[TASK REQUIREMENTS] Quote the records beneath, complete and exact. Leave out images.

[Stored data]
|---|
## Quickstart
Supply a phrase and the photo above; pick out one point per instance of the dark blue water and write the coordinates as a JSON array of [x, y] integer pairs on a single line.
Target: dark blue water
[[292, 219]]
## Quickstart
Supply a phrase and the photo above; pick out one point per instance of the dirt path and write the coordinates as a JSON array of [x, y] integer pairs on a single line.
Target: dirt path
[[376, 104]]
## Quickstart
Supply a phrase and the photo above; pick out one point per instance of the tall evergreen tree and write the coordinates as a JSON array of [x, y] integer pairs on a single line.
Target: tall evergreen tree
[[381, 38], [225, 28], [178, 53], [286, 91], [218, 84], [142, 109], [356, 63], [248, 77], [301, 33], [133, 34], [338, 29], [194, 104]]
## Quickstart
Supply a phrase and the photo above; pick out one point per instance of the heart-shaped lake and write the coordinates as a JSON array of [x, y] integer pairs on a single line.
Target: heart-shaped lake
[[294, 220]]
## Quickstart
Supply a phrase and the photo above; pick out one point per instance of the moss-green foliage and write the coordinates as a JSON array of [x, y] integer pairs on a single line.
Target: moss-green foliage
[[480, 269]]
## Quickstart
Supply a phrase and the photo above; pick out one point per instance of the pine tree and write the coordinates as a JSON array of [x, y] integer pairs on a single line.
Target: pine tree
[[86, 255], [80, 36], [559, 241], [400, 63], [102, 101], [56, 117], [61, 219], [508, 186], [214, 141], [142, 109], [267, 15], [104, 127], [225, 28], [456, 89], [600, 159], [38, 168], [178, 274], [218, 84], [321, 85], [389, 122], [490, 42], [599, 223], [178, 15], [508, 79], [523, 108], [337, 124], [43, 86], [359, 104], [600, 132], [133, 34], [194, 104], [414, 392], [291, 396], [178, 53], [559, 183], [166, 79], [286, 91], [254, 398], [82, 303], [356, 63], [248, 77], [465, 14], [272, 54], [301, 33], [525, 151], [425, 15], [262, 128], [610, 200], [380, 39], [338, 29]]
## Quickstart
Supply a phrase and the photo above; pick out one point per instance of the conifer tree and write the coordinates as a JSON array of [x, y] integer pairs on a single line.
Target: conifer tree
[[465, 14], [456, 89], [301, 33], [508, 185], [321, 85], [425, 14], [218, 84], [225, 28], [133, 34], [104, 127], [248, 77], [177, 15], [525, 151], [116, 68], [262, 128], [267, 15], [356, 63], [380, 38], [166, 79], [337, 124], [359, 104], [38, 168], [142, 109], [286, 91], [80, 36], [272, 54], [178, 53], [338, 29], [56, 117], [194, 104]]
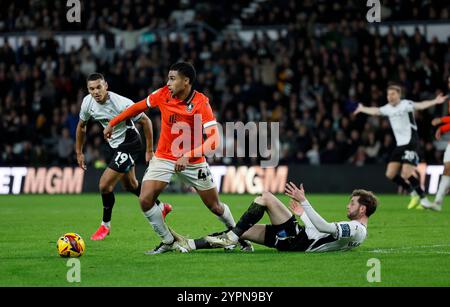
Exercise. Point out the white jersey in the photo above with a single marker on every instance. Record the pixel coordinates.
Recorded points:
(402, 121)
(113, 106)
(348, 235)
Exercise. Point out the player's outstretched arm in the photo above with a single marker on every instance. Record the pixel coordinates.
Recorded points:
(129, 112)
(440, 120)
(429, 103)
(442, 130)
(148, 132)
(298, 194)
(79, 142)
(367, 110)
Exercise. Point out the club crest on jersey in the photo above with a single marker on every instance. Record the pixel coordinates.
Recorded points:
(189, 107)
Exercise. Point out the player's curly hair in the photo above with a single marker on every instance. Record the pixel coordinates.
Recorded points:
(396, 87)
(186, 69)
(367, 199)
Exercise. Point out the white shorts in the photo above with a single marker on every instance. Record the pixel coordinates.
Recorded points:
(197, 175)
(447, 154)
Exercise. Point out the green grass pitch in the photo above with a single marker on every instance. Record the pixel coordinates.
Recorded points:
(413, 246)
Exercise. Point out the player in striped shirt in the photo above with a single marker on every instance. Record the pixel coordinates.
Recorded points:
(124, 145)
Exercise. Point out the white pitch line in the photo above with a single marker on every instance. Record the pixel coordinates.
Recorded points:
(410, 249)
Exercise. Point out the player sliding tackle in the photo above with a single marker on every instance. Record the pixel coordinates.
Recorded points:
(181, 106)
(285, 234)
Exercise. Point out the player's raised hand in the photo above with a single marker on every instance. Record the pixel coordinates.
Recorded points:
(298, 194)
(295, 207)
(438, 134)
(81, 162)
(436, 121)
(358, 109)
(440, 98)
(107, 132)
(181, 164)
|---|
[RESPONSE AREA]
## Quickstart
Supply a phrase and the photo above; pick out one point per instance of the dark blue water and write the coordinates as a JSON array of [x, y] integer pairs on a single line.
Target: dark blue water
[[292, 219]]
## Quickstart
Supply a phrase and the photo above; pick out one point per instance of the dirt path and write the coordinates as a JSON array of [x, y] integer pairs on a single line.
Target: dirt path
[[376, 104]]
## Quickstart
Supply a phrase and the photo above; pick out one point per instance of the tall evergreen tree and write the coordinates as a JSON array of [x, y] integer pairs on a single line.
Target: tall evergreen tree
[[381, 38], [225, 28], [178, 53], [286, 91], [218, 84], [142, 109], [356, 63], [248, 77], [301, 33], [133, 34], [338, 29], [194, 104]]
## Quickstart
Supply a phrase and the photo above; pick out one point per instance of the heart-shaped lake and write the coordinates as a JSON array of [x, y] integer pairs on a single line.
Target: heart-shaped lake
[[294, 220]]
## Quickstart
Supply a phrase and the photo above; pick out one point per instance of the moss-green foliage and write the coordinates as a JSON array of [x, y] integer pairs on a single line.
Target: moss-green foliage
[[480, 269]]
## Quickstart
Supply a phrase and the photo above; pick out one point per instance of the pine tree and write the coordinates as a JSON array of [x, y] integer pairs on a single line.
Target: pine tree
[[86, 255], [80, 36], [559, 241], [400, 63], [102, 101], [56, 117], [61, 219], [508, 186], [214, 141], [142, 109], [267, 15], [104, 127], [225, 28], [456, 89], [600, 159], [38, 168], [178, 274], [218, 84], [321, 85], [389, 122], [490, 42], [599, 223], [178, 15], [508, 79], [523, 108], [337, 124], [43, 86], [359, 104], [600, 132], [133, 34], [194, 104], [414, 392], [291, 396], [178, 53], [559, 183], [166, 79], [286, 91], [254, 398], [82, 303], [356, 63], [248, 77], [465, 14], [272, 54], [301, 33], [525, 151], [425, 15], [262, 128], [610, 200], [380, 39], [338, 29]]
## Quickstart
Supply a phrase and the photo above; pick out one point per instance of the conifer tree and write the coordinates as a JSON array of [x, y] integer pairs on a single line.
Target: conifer tree
[[465, 14], [456, 89], [301, 33], [508, 185], [321, 85], [425, 14], [218, 84], [225, 28], [133, 34], [104, 127], [248, 77], [177, 15], [525, 151], [116, 68], [262, 128], [267, 15], [356, 63], [380, 38], [166, 79], [337, 124], [359, 104], [38, 168], [142, 109], [286, 91], [80, 36], [272, 54], [178, 53], [338, 29], [56, 117], [194, 104]]
Exercise. Point out the white jersey in the photo above with a single marker on every instance. Record the pixel coordinates.
Recorded points:
(402, 121)
(113, 106)
(348, 235)
Exercise. Point out the player's outstretched arm in the photo above with a single marker on every instance. Record the pixel coordinates.
Recorded points:
(129, 112)
(440, 120)
(429, 103)
(442, 130)
(148, 132)
(298, 194)
(79, 142)
(367, 110)
Exercise. Point out the club crest on jersey in the photo above with a single marker on every instance. Record the pixel coordinates.
Recorded points:
(189, 107)
Exercise. Point out the player's curly hair in the photo above with a single marker on every instance. Record the pixel coordinates.
Recorded points:
(396, 87)
(186, 69)
(367, 199)
Exercise. Point out the white shorts in the photo above with a single marker on every instance. Record the pixel coordinates.
Recorded points:
(197, 175)
(447, 154)
Exercise. Point out the green grass pitch in the photo above with a single marker on every instance. Record the pixel coordinates.
Recorded points:
(413, 246)
Exercise. Point out the player in striped shirt in the photo above with a single marker on every instance. Record the pixel coordinates.
Recorded points:
(124, 145)
Exercise. Point out the white pitch line in the photo above with a single marker on every instance. Record the pixel coordinates.
Recorded points:
(410, 249)
Exercise. Point out the player sliding tackle in the photo above with a single marker on every instance. Record the pixel coordinates.
Recorded points:
(181, 106)
(285, 234)
Exercise. Point out the player's raised hand in the photo above with a single marker on every instance. Record the pixel coordinates.
Recorded points:
(298, 194)
(295, 207)
(438, 134)
(81, 162)
(436, 121)
(358, 109)
(440, 98)
(107, 132)
(181, 164)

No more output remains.